# Work task
All that is wanted is the exact lines from the one with "Objective — one point per instance of the dark" through the last line of the entries, with both ends kept and every picture left out.
****************************************
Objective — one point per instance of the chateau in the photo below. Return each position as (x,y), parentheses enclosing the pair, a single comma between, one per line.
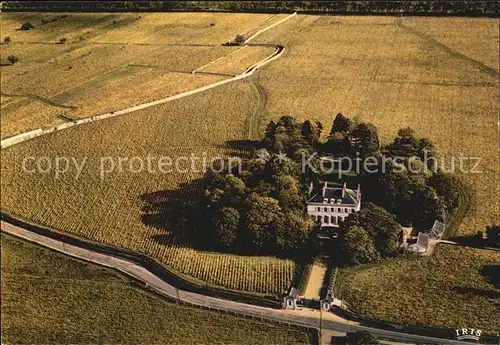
(333,203)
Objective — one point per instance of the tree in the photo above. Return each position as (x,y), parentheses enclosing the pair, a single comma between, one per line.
(239,40)
(493,236)
(380,225)
(226,226)
(357,246)
(27,26)
(13,59)
(296,232)
(361,338)
(364,139)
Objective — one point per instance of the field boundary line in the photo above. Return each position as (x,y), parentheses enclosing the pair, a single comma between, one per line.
(41,131)
(219,58)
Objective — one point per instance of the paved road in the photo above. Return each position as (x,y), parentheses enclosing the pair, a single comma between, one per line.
(304,317)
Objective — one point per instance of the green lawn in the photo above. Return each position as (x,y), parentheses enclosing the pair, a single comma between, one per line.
(51,298)
(455,287)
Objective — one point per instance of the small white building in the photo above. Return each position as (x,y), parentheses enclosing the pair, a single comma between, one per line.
(333,203)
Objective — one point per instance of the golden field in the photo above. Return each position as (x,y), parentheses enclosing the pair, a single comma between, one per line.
(110,210)
(453,287)
(51,298)
(393,73)
(111,62)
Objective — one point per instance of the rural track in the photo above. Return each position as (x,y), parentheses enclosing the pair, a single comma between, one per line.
(152,281)
(254,120)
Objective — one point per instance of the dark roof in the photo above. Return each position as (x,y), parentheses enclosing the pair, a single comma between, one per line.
(334,191)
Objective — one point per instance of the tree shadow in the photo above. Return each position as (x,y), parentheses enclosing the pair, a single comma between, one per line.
(492,273)
(174,213)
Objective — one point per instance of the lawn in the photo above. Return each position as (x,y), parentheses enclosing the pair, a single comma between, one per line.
(454,287)
(439,76)
(51,298)
(104,54)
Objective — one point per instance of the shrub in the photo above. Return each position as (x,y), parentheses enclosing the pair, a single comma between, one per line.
(13,59)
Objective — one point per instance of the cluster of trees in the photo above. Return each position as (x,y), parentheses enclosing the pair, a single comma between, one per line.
(361,338)
(263,207)
(416,7)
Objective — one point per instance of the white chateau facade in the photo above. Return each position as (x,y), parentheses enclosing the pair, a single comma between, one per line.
(333,203)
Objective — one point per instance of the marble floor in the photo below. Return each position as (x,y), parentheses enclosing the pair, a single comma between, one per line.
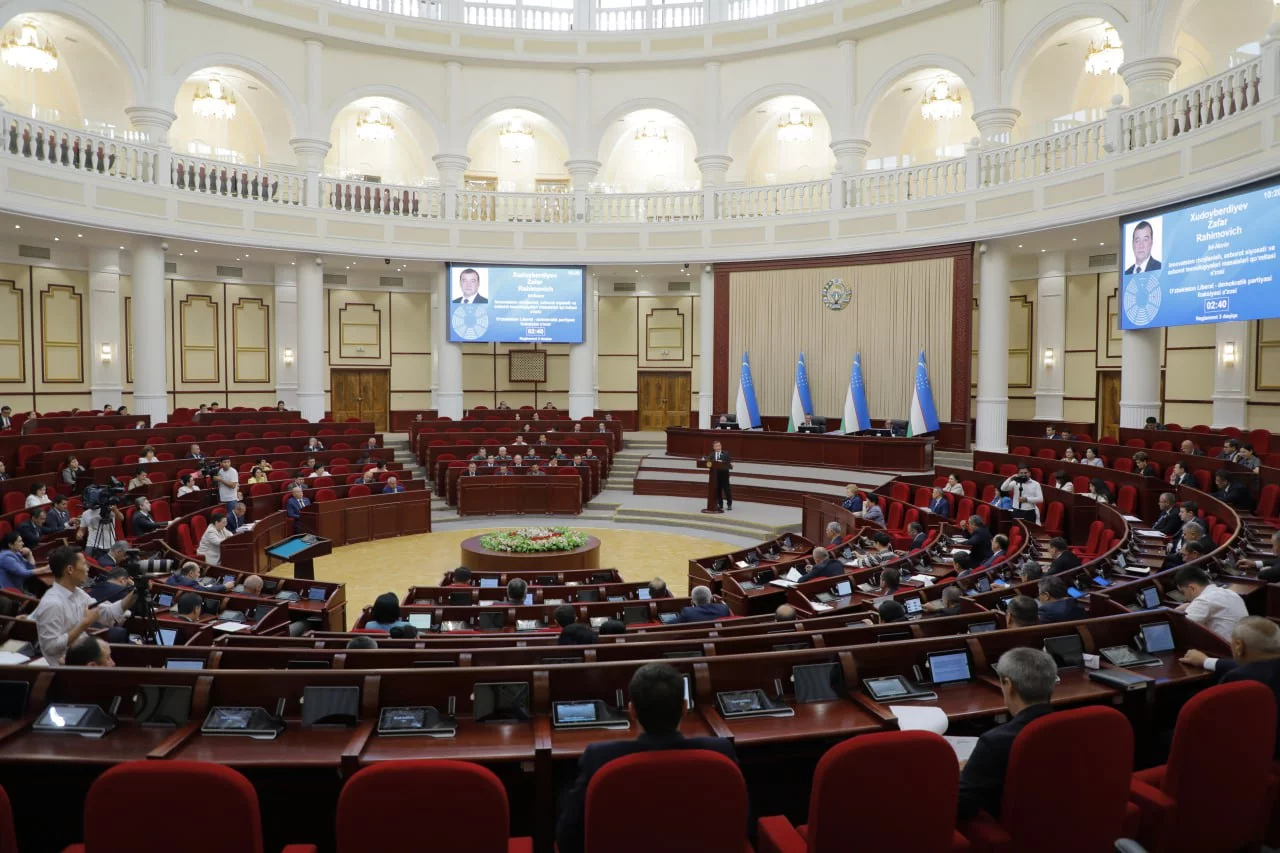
****************************************
# Task response
Objective — one point per instance of the dark roof in the photo above. Return each position as (x,y), parentheses enclosing the pair, a single comma between, one per line.
(334,191)
Objective — one point per instance of the tree shadow in the photo above. Return each position as (x,y), parentheses enclosing the pair, a single comma between, one per line.
(492,273)
(174,213)
Objective — one point per instance of the lawn in the photo above. Return each position as (x,y), parentheses enclosing the pair, a single comma between, one per line.
(454,287)
(439,76)
(51,298)
(104,54)
Objective — one point per instance of the shrub in the photo above. Return each position as (x,y), parentheses enclosing the pair, a single comma between, one per line.
(13,59)
Objective — one point per instance of the cluster of trees in the photo above. Return each position as (x,y), parentheses enclosing the pair, a single comma between, one per line.
(361,338)
(263,207)
(416,7)
Objective — one point per instance of the white chateau facade in the photo above. Return each position as (x,y), parentheses enclosing the pair, a single comma between, one per line.
(333,203)
Objective — one point per instance of the marble floor in the photo below. Return each position as (x,y), parentheses enclosing the pair, a single comma between, one per line.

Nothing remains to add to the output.